> PASSAGE:

People in the study who used psychedelic drugs showed patterns of neural activity that were "higher" by some measures, compared with normal waking consciousness, researchers in England found.
Previously, researchers knew that normal waking consciousness is a higher state of consciousness when compared with drowsiness and sleep, being under anesthesia or having certain brain injuries or diseases. Evidence of this came from studies in which scientists quantified the state of consciousness by measuring the certain types of activity of neurons. [Top 10 Mysteries of the Mind]
In the new study, researchers looked at some of those same measures of brain activity in people who had taken LSD, ketamine or psilocybin, and found that this brain activity increased compared with the normal waking state.
"We looked at magnetoencephalography data gathered by our colleagues from Imperial College London that show the magnetic activity of neurons in the brain," said Anil Seth, co-director of the Sackler Centre for Consciousness Science at the University of Sussex. "We found that the diversity of the signal — its randomness and unpredictability — is actually higher in people on these drugs than in people who are in the normal waking state. If you look at people who are sleepy, asleep or under anesthesia, this measure always goes down."
The increase was similar for all three types of drugs used in the experiment, according to the study, published April 19 in the journal Scientific Reports.
The researchers also tried to correlate the activity in the brain with what the participants of the experiment were experiencing.
"We asked people questions such as: Do you feel your perceptions to be particularly vivid? How do you perceive the boundary between yourself and the rest of the world? How strange do things feel?" Seth told Live Science. "We did find some weak correlations between some of the measures and what people said they were experiencing."
People who use psychedelic drugs frequently report intense spiritual, even life-changing, experiences, the researchers said. If these drugs are used carefully under medical supervision, this drug-induced "higher consciousness" could potentially help people with conditions such as depression that do not respond to conventional medication, they wrote in their study.

> PROBLEMS AND TASKS:
1 > In the psychedelic drug study, which journal published the findings?
2 > Extend the article on the psychedelic drug study past its final sentence.

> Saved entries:
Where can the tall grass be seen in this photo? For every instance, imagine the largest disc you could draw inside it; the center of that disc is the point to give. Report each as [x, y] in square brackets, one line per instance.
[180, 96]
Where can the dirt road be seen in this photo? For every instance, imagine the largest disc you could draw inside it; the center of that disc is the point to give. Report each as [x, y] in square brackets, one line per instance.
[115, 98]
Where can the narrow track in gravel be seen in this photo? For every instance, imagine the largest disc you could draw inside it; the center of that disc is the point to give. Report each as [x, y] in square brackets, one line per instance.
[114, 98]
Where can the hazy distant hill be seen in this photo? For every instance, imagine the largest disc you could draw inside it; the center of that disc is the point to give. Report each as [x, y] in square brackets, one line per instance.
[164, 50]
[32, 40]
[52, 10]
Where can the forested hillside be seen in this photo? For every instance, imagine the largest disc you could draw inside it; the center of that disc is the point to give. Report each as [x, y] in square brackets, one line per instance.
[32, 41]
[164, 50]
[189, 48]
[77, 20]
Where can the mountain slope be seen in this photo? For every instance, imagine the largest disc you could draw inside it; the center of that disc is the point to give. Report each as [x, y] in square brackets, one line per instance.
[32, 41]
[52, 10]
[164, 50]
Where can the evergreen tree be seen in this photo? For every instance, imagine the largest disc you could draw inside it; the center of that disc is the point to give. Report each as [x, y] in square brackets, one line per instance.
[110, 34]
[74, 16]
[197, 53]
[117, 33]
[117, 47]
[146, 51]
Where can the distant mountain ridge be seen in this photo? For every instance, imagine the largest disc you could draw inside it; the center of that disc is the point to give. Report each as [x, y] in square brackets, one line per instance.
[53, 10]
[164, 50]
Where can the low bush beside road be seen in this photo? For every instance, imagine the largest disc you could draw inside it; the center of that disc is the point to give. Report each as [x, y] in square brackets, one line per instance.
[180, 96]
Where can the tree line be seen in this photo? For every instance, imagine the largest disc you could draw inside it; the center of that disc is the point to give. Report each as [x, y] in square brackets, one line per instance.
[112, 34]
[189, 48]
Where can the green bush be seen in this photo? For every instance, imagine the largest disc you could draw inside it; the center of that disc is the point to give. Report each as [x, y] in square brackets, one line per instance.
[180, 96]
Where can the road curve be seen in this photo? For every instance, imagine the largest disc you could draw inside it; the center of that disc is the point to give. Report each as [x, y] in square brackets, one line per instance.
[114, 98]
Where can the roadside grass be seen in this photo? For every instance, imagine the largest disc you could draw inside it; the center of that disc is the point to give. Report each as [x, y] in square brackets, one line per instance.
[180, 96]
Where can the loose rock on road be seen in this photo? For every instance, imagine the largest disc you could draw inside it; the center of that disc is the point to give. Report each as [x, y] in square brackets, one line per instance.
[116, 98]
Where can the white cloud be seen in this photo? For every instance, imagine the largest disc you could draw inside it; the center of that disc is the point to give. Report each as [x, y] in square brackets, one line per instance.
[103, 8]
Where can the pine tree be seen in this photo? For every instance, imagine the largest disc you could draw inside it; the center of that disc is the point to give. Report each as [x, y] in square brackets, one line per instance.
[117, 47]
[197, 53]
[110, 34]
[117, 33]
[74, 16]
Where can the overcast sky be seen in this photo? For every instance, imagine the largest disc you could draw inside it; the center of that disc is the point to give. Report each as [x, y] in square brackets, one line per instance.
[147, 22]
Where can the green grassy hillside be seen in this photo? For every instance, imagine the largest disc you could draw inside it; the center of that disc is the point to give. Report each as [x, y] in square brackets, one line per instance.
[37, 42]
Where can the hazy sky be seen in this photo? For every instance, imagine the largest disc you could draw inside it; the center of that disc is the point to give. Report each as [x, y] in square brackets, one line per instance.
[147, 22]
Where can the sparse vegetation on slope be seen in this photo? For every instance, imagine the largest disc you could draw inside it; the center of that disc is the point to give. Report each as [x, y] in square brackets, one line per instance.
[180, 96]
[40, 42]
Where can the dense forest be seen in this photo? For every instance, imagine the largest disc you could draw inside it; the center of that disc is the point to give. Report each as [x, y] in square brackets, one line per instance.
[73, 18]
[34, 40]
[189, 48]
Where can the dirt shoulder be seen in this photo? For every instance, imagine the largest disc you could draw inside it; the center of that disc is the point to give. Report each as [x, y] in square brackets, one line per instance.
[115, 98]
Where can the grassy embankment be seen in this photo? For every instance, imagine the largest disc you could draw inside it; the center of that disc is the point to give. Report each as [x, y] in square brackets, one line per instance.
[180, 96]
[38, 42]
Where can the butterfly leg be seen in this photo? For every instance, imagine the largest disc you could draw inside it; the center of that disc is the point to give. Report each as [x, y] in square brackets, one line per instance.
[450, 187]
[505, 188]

> ANSWERS TO THE PROBLEMS:
1 > Scientific Reports

2 >
"The present study's findings help us understand what happens in people's brains when they experience an expansion of their consciousness under psychedelics," said Robin Cahart-Harris, head of psychedelic research at the Imperial College London. [11 Odd Facts About ‘Magic’ Mushrooms]
"People often say they experience insight under these drugs ― and when this occurs in a therapeutic context, it can predict positive outcomes," said Cahart-Harris, who was not involved in the new study.
However, the researchers stressed that although the drug-induced psychedelic state might appear as a higher-level consciousness based on the particular measure used in the study, it does not mean it is more desirable, or that being in this state is healthier.
"The way we generally experience the world is the most useful way to experience it," Seth said. "We don't want to go around hallucinating all the time. It's not in any way saying that the psychedelic state is better or more valuable or more desirable. It's not a value judgment at all."
The researchers said that in future research, they hope to further the understanding of these drugs by identifying how specific changes in the brain's activity relate to specific aspects of the psychedelic experience.